Set exercise
From the data records below, pull out each line that includes the word "foliage" and list those lines.

(Data records)
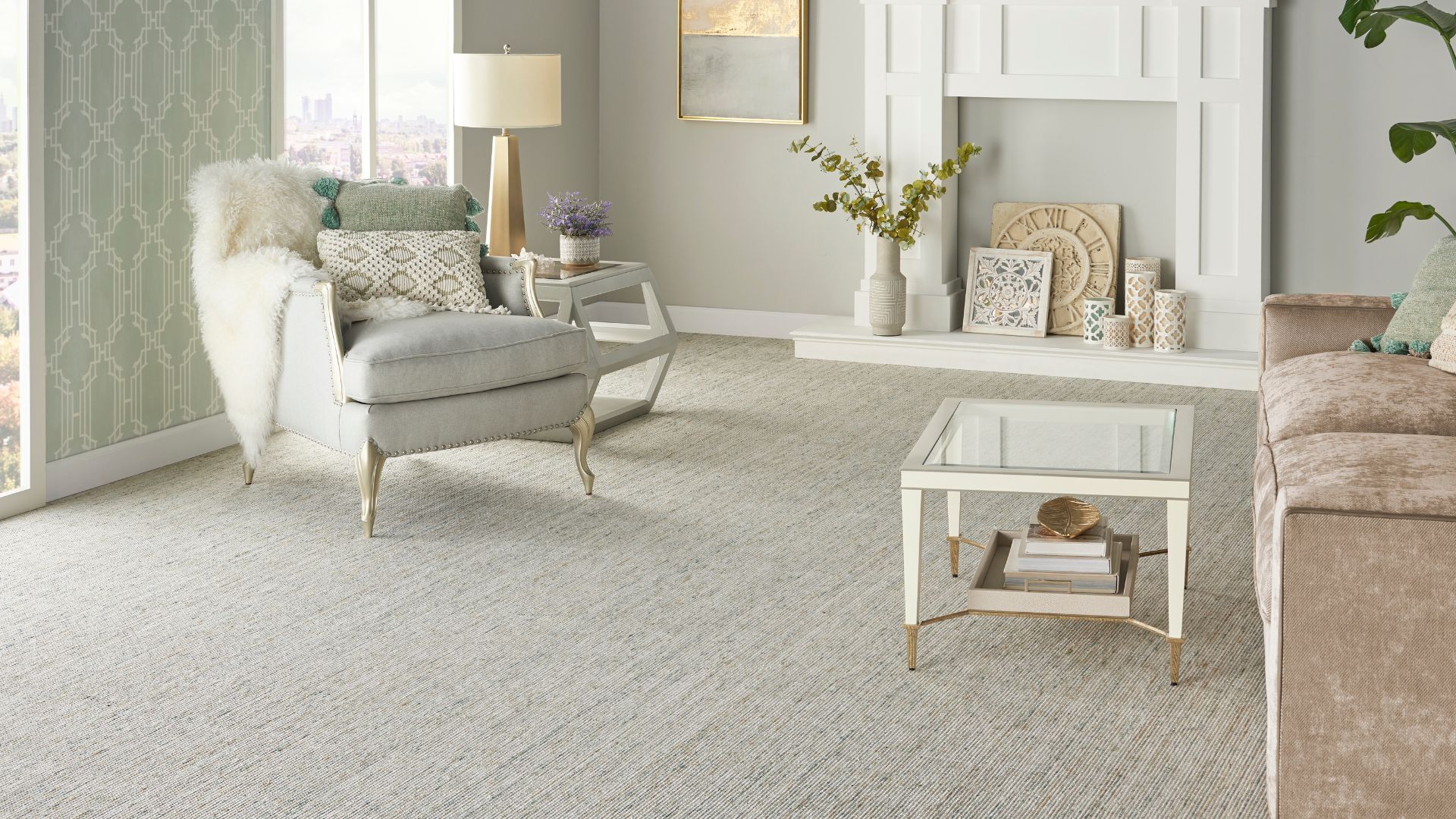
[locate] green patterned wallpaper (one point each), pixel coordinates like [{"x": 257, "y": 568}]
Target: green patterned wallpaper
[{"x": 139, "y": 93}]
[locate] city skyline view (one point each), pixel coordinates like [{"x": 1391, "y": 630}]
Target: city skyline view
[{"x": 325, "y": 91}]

---

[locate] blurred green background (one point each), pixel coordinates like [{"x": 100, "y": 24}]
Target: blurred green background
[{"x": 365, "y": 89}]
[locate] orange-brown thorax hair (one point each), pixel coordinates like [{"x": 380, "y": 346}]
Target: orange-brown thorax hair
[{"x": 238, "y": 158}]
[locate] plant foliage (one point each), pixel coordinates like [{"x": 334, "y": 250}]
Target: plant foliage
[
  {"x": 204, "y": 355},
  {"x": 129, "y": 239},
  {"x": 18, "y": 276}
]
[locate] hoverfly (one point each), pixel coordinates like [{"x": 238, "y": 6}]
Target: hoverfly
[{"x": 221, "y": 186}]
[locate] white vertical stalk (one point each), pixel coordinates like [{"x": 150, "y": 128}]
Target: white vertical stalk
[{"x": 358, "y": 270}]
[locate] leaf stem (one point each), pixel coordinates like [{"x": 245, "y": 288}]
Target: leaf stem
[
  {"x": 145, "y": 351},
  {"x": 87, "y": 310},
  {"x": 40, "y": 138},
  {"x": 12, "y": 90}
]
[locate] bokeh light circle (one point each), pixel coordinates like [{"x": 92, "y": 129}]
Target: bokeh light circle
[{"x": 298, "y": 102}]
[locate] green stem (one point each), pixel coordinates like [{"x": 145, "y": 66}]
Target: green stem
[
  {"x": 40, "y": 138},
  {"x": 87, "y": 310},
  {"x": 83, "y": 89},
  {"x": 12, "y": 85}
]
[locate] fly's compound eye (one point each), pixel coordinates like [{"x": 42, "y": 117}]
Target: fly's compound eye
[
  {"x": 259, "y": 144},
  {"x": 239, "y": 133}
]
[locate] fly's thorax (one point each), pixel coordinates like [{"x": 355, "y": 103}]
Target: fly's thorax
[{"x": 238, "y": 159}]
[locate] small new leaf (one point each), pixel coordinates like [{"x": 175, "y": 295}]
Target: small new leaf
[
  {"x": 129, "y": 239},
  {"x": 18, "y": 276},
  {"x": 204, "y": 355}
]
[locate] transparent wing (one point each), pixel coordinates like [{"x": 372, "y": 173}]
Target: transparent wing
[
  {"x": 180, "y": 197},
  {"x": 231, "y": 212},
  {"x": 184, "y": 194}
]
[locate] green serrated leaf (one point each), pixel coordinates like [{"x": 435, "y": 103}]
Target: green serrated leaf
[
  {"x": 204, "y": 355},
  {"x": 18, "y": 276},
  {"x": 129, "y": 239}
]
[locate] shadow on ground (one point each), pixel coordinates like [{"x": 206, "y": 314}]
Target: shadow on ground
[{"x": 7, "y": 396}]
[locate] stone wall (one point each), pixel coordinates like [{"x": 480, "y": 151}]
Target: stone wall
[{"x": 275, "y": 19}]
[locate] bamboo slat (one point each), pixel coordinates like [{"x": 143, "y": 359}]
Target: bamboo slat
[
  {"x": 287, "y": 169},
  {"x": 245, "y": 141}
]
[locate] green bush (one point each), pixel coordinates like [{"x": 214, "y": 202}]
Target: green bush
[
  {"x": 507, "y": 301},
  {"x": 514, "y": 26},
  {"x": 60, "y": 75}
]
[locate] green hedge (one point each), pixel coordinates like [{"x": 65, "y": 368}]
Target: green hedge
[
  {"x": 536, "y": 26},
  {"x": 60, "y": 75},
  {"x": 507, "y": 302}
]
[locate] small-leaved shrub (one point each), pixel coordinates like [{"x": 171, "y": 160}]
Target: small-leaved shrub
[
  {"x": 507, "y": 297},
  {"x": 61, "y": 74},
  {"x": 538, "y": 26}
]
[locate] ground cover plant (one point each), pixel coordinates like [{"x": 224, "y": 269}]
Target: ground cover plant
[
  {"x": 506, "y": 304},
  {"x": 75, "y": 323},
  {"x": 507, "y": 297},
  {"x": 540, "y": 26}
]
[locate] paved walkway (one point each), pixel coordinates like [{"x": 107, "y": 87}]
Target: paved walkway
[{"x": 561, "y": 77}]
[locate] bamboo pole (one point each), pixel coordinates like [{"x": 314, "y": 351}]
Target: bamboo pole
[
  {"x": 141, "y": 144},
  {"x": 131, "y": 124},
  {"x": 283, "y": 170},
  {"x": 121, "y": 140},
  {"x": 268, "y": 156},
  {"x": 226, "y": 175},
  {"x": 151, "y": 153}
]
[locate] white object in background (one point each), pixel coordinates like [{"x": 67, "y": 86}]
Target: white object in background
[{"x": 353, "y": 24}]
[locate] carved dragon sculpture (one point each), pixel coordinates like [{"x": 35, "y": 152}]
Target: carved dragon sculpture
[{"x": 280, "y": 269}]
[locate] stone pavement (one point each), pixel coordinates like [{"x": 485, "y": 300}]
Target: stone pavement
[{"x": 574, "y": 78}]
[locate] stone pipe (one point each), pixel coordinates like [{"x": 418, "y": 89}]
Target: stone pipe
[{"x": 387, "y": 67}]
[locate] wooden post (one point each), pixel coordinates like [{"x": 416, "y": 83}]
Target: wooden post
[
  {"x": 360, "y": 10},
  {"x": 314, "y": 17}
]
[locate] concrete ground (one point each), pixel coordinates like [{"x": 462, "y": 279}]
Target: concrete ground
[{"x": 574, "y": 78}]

Solution for this exercise
[locate] plant foliage (one point each), pixel coordinates like [{"x": 334, "y": 250}]
Target: plant foliage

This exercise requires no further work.